» **Instruction a**
Pull out every line in the entries below that contains the word "backsplash", paying attention to case.

» **Text extract**
** start **

There is no easily readable timeline. It is not discoverable from anywhere outside of social media or directly searching for it. As far as I know, customers were not emailed about this - I certainly wasn't.

You're an important business, AWS. Burying outage retrospectives and live service health data is what I expect from a much smaller shop, not the leader in cloud computing. We should all demand better.




Also notably missing is the "we will automatically refund all affected customers" line that we'd expect from somebody who wants to provide excellent service.

A graphical illustration of the service dependencies they were talking about would have been nice as well.


I mean, it's in the SLA that they have to refund 10% for the billing period IIRC.


If you request it and provide evidence that they find compelling.

To receive a Service Credit, you must submit a claim by opening a case in the AWS Support Center. To be eligible, the credit request must be received by us by the end of the second billing cycle after which the incident occurred and must include:

the words “SLA Credit Request” in the subject line; the dates and times of each incident of non-zero Error Rates that you are claiming; and your request logs that document the errors and corroborate your claimed outage (any confidential or sensitive information in these logs should be removed or replaced with asterisks). If the Monthly Uptime Percentage applicable to the month of such request is confirmed by us and is less than the applicable Service Commitment, then we will issue the Service Credit to you within one billing cycle following the month in which your request is confirmed by us. Your failure to provide the request and other information as required above will disqualify you from receiving a Service Credit."

** end **

» **Materials provided**
** start **

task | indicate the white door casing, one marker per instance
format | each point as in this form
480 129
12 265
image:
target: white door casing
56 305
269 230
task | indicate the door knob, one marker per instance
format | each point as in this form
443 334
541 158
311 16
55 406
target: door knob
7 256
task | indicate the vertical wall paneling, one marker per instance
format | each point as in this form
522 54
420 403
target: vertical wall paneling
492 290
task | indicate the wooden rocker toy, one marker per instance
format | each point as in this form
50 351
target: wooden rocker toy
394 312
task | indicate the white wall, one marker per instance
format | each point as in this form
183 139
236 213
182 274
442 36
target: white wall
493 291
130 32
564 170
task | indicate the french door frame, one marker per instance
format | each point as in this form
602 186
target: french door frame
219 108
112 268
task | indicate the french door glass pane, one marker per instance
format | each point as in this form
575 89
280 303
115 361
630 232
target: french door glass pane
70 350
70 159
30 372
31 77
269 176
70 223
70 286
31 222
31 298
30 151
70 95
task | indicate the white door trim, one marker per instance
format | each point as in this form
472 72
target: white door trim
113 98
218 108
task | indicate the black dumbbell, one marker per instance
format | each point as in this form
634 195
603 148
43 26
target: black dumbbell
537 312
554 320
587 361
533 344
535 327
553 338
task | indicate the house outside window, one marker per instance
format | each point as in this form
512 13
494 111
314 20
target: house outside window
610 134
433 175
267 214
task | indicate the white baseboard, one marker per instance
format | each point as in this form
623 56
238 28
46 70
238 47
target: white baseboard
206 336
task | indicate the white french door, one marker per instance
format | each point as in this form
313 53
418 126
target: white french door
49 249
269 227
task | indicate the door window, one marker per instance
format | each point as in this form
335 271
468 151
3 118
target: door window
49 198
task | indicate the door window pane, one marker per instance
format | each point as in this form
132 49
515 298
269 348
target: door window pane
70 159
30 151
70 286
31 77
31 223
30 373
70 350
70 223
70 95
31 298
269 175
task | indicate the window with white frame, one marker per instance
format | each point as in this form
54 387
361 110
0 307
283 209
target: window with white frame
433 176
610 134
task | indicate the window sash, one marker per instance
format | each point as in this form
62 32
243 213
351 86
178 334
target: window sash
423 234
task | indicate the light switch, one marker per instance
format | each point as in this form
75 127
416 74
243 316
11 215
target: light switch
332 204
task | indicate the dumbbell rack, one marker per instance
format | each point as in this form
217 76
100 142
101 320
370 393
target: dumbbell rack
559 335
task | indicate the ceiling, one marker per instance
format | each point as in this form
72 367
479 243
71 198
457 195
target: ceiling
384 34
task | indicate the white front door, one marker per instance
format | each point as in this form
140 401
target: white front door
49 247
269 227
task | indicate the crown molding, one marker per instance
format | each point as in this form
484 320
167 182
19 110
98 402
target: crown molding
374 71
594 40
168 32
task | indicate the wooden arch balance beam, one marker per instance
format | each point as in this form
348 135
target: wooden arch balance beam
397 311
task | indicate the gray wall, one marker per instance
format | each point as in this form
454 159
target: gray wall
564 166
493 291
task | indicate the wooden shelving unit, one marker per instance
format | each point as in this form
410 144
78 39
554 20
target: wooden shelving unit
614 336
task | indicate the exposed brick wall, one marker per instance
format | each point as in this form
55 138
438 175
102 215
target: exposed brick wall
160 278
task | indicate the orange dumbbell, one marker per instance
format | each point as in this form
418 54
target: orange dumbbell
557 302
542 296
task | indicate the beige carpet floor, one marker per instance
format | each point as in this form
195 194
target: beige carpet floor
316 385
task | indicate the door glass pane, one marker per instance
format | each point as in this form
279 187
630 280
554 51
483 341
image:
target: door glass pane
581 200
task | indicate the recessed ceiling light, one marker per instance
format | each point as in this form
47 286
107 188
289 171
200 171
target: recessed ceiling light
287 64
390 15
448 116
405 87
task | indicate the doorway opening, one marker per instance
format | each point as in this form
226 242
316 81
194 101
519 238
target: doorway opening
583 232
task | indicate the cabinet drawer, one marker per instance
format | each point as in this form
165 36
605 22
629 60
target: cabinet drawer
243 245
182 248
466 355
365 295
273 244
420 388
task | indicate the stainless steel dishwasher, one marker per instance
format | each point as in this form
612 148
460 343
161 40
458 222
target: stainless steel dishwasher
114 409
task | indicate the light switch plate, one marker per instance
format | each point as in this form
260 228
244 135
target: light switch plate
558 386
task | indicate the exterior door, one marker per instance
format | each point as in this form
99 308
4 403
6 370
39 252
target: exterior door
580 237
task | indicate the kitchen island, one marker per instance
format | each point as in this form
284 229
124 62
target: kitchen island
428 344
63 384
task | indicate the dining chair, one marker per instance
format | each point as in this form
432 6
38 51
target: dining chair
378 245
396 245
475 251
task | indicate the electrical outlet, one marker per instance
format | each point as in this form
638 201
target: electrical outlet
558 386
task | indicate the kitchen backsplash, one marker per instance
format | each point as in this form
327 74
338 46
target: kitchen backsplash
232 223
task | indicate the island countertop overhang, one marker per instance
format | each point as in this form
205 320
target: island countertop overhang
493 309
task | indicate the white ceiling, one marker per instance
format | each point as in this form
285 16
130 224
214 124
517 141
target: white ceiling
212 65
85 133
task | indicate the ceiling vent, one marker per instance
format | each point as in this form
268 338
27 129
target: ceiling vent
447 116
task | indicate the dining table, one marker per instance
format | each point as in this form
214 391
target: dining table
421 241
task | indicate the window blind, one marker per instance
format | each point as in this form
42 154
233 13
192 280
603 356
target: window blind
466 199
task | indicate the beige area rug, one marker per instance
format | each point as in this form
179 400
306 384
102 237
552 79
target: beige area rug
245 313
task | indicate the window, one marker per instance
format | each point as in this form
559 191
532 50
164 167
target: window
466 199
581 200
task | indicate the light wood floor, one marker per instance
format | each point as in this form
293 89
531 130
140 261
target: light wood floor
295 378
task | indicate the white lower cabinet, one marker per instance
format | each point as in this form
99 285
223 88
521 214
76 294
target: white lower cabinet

** end **
** start **

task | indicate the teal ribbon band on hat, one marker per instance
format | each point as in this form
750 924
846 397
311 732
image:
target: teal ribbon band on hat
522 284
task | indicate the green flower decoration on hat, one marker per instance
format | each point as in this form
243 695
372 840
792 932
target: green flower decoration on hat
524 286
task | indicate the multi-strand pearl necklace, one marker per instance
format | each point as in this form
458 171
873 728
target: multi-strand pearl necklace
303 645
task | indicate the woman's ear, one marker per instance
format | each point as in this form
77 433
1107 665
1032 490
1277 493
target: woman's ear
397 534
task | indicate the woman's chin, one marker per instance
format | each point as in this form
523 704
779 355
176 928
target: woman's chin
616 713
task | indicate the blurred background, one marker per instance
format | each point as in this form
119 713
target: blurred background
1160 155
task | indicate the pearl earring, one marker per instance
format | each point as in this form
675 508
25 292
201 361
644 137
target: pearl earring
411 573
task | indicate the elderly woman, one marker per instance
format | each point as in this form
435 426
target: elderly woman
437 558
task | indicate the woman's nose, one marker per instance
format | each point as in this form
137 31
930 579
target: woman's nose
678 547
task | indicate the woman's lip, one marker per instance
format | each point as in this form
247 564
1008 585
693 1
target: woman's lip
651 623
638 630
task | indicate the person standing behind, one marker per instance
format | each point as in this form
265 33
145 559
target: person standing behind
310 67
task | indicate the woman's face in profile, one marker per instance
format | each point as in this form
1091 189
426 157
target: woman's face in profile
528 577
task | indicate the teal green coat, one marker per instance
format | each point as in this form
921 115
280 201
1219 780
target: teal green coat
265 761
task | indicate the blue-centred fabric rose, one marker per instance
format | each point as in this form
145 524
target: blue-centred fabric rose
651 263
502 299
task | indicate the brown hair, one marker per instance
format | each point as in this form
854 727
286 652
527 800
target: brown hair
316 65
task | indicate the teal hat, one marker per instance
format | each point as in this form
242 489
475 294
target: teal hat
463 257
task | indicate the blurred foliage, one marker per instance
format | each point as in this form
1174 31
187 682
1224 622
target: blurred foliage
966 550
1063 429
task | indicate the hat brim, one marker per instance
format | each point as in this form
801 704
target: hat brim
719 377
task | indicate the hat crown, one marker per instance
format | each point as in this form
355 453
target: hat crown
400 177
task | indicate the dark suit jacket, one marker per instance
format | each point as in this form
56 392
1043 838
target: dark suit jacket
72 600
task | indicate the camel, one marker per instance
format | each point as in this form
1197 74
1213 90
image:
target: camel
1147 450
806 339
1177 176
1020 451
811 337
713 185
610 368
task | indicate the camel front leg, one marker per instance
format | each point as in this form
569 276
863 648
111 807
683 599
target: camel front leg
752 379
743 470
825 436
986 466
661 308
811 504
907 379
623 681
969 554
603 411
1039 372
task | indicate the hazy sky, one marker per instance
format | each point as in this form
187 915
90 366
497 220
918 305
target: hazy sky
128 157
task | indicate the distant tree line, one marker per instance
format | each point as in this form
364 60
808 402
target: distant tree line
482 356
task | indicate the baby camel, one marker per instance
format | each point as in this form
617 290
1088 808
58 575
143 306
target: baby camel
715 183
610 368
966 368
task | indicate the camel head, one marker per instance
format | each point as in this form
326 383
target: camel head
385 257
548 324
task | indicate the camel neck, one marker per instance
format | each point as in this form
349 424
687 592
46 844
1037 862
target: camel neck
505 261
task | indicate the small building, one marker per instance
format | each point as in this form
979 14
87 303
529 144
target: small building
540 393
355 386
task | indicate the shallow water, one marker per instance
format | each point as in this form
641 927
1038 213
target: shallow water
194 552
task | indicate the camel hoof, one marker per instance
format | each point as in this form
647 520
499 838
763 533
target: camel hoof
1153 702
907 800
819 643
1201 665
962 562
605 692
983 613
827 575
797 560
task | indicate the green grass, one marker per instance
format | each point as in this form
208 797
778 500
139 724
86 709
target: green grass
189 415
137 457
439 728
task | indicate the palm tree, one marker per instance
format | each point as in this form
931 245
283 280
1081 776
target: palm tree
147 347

** end **

» **Instruction b**
Using the AWS outage discussion above, decide whether each statement agrees with it: (i) a credit request must have a specific phrase in its subject line; (ii) the writer got an email about the outage; (iii) a confirmed Service Credit is issued within two billing cycles. For each, answer yes or no and quote the words that decide it.

» **Reply a**
task | indicate the kitchen backsplash, one marker per instance
target: kitchen backsplash

» **Reply b**
(i) Yes: "the words “SLA Credit Request” in the subject line"
(ii) No: "As far as I know, customers were not emailed about this - I certainly wasn't."
(iii) No: "we will issue the Service Credit to you within one billing cycle following the month in which your request is confirmed by us"